Your objective:
Rewrite every row below, changing each "this photo" to "this image" and keeping everything else as it is. Omit the pictures from your answer.

Task inputs:
BEGIN

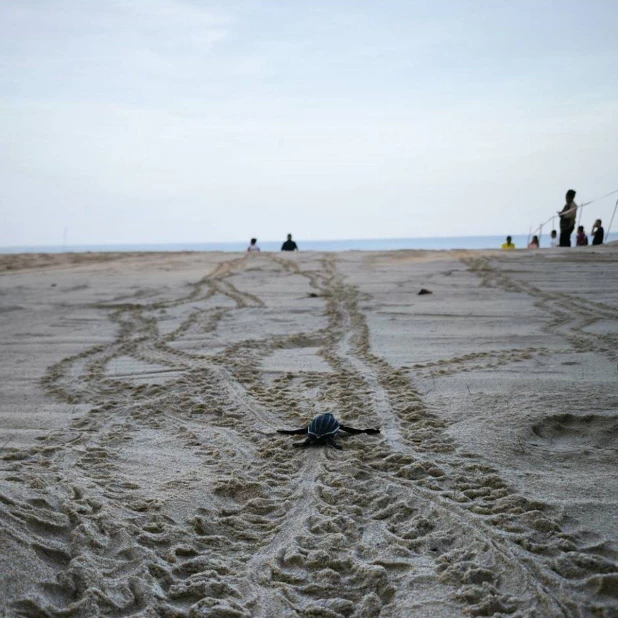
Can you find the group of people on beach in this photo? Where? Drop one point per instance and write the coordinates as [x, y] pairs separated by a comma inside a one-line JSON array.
[[567, 216], [288, 245]]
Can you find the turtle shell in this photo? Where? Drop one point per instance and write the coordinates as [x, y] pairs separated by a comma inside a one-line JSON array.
[[323, 425]]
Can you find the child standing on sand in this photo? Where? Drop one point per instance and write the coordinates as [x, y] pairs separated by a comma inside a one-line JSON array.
[[597, 232], [508, 244]]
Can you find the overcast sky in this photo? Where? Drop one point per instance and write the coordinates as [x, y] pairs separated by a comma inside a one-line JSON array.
[[188, 120]]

END

Answer to the exercise:
Can you find the group of people on beach in this image? Where? Drop one point per instance and write the coordinates as [x, y] pairs separated by a comma inside a one-line JSON array.
[[567, 216], [288, 245]]
Can you find the turtle shell in this image? Where? Drop one point per instance and write the coordinates as [x, y] pairs separated by a comma inside a one-line JSON array.
[[323, 425]]
Can you find the child standing on sand in this image? Where? Drop one point per instance and write the coordinates as [x, y] pairs separated by a comma inside a one-line JSON array.
[[597, 232], [508, 244]]
Can you find the overcast sky in this image? Where? Drop one point per instance and write the coordinates as [x, y] pairs separated by a comma inside a one-line JSON array.
[[188, 120]]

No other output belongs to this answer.